▸ ОТРЫВОК ТЕКСТА

****************************************

Таким образом, в течение трех лет, проведенных в Турции, Иловайский, можно сказать, не выходил из боя. Кроме трофеев, добытых в визирьском стане, его казаки отбили у турок разновременно 8 орудий, 16 знамен и доставили храброму своему командиру чины подполковника и полковника, георгиевский крест в петлицу, Анну и Владимира на шею.

Когда началась отечественная война, полк Иловайского стоял на Волыни, в составе 2-й западной армии, и вместе с нею отступал к Смоленску. На пути, около Мира, присоединился к армии Платов с значительным числом казачьих полков. Здесь-то, в окрестностях этого местечка, произошло первое горячее кавалерийское дело с французами.

****************************************

▸ ПРЕДОСТАВЛЕННЫЕ ДАННЫЕ
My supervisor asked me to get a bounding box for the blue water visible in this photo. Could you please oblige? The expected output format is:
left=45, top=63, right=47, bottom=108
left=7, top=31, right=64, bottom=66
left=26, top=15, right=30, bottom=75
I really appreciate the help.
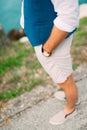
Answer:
left=0, top=0, right=87, bottom=32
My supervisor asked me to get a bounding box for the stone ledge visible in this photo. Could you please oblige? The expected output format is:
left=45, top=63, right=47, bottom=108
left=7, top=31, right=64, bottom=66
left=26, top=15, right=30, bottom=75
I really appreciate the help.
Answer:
left=0, top=64, right=87, bottom=125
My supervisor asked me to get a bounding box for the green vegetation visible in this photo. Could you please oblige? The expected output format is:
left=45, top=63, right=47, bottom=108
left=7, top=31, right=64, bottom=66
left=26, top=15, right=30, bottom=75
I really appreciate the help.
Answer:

****************************************

Изложите содержание отрывка о службе Иловайского в двух предложениях. Записи здесь никакой роли не играют.

▸ ПРАВИЛЬНЫЙ ОТВЕТ
За три года в Турции Иловайский почти не выходил из боя: его казаки отбили у турок 8 орудий и 16 знамен, а сам он получил чины подполковника и полковника, георгиевский крест в петлицу, Анну и Владимира на шею. В начале Отечественной войны его полк стоял на Волыни в составе 2-й западной армии и отступал с ней к Смоленску, а около местечка Мир, где к армии присоединился Платов с казачьими полками, произошло первое горячее кавалерийское дело с французами.